En ese momento, desconocía que tales patrones fueron esgrimidos por las preceptos hegemónicos de la supremacía racial blanca, ante cuya teorización los exponentes de la negritud y el cimarronaje, contraponían el uso extensivo de su cabello como praxis de insubordinación política. En algunas culturas del Caribe, África y Abya Yala, el pelo negro adquiere incluso una dimensión ancestral, dada su múltiple utilidad en las más diversas esferas, que transitan desde la religiosa, hasta la social productiva en la vida cotidiana. Por otra parte, sentía que mi acceso a nuevas fuentes de conocimientos, me dotaba de mayores y mejores herramientas para asumir el desafío social entre amistades o familiares que nunca me habían visto con una estética apartada de los convencionalismos.

Mi decisión significó entonces, en primer lugar, un desafío económico, ante la ausencia en el mercado de productos concebidos para el tratamiento de ese tipo de pelo. Obviamente, el encarecimiento al que estaban sustentados tales productos, se debía y aún se debe al interés lucrativo de los negocios ofertantes; cuyos propietarios optan por ceder ante las tendencias del (afro)emprendimiento privado, que no son más que una versión sofisticada de capitalismo negro, no exentos de reproducir la explotación laboral, el extractivismo económico y la elitización individualista, bajo una ideología apartada de las lógicas comunitarias de liberación colectiva.

White ladies for black dick

Cuando decidí establecer mi residencia en Cayo Hueso, Centro Habana, cursaba el segundo año de carrera. Una vez lucido con cierta espesura el grosor de mi espendrum, no me resultaron ajenas ciertas dinámicas sobre las que me tomó tiempo reflexionar con lucidez y sosiego. Recuerdo que en una ocasión, desde mi casa, escuchaba los tambores de una rumba que sonaba en el Callejón de Hamel. Me eché en el bolsillo una botellita de ron que tenía para ocasiones de este tipo, y partí hacia el espacio que reclamaba mi presencia.

Al llegar, aún dentro de la colmada marea humana que disfrutaba el torbellino del espectáculo popular, me percaté cómo todo se encontraba fríamente calculado por la mayoría de los presentes; como si de una especie de compartimentos estancos se tratase. Debo confesar que no me importaba mi apariencia, menos aún salir en algún tipo de conquista; solo distraerme aunque fuera por unos minutos, del estrés que me generaba la universidad por esos días. De inmediato, percibí las miradas seductoras de algunas extranjeras. En sus ojos se palpaban las ansias de satisfacción masculina, —preferentemente negra, por supuesto—, dado el imaginario de bestialización que sobre los cuerpos racializados del Caribe proyectan, alimentado por el constructo histórico de salvajismo recreado desde tiempos coloniales.

※ ※ ※

**Tareas**
1. Transcribe del texto sobre el cabello afro el pasaje que empieza con "Al llegar, aún" y sigue hasta "desde tiempos coloniales.".
2. Prosigue la redacción del texto sobre el cabello afro a partir de su última oración.

**Datos proporcionados**
※ ※ ※

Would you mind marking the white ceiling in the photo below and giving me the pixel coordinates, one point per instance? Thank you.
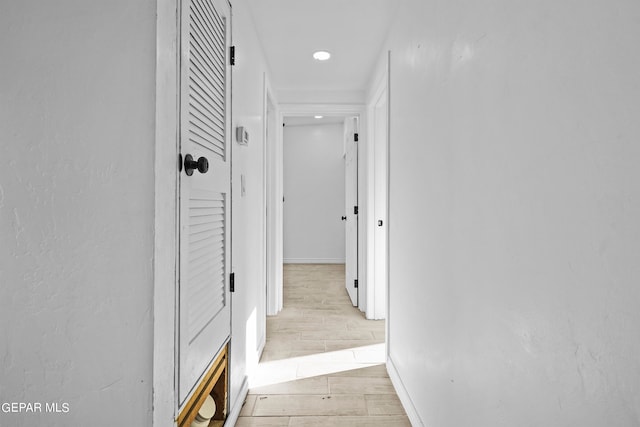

※ ※ ※

**Resultados esperados**
1.
Al llegar, aún dentro de la colmada marea humana que disfrutaba el torbellino del espectáculo popular, me percaté cómo todo se encontraba fríamente calculado por la mayoría de los presentes; como si de una especie de compartimentos estancos se tratase. Debo confesar que no me importaba mi apariencia, menos aún salir en algún tipo de conquista; solo distraerme aunque fuera por unos minutos, del estrés que me generaba la universidad por esos días. De inmediato, percibí las miradas seductoras de algunas extranjeras. En sus ojos se palpaban las ansias de satisfacción masculina, —preferentemente negra, por supuesto—, dado el imaginario de bestialización que sobre los cuerpos racializados del Caribe proyectan, alimentado por el constructo histórico de salvajismo recreado desde tiempos coloniales.

2.
En unos minutos, pude contemplar la coordinación exacta que sobre los diferentes grupos de rubias o trigueñas, tenían establecido decenas de machos, entre los que destacaban negros y mulatos del barrio. Estos jóvenes, en su mayoría entre los veinte y los treintaicinco años de edad, adoptan el camino de la prostitución, para mediante el sexo o el matrimonio, escapar a las penurias de la pobreza que caracteriza nuestro escenario de subdesarrollo. Sin embargo, no dejaba de cuestionarme que la exploración sexuada extranjerizante, siempre bajo el ropaje del «fin turístico», no tiene otro objetivo que darle cumplimiento a los reclamos paradisíacos provenientes de los anhelos carnales, previamente sesgados por los estigmas y estereotipos que sobre las personas «no blancas» predomina en círculos europeos y estadounidenses.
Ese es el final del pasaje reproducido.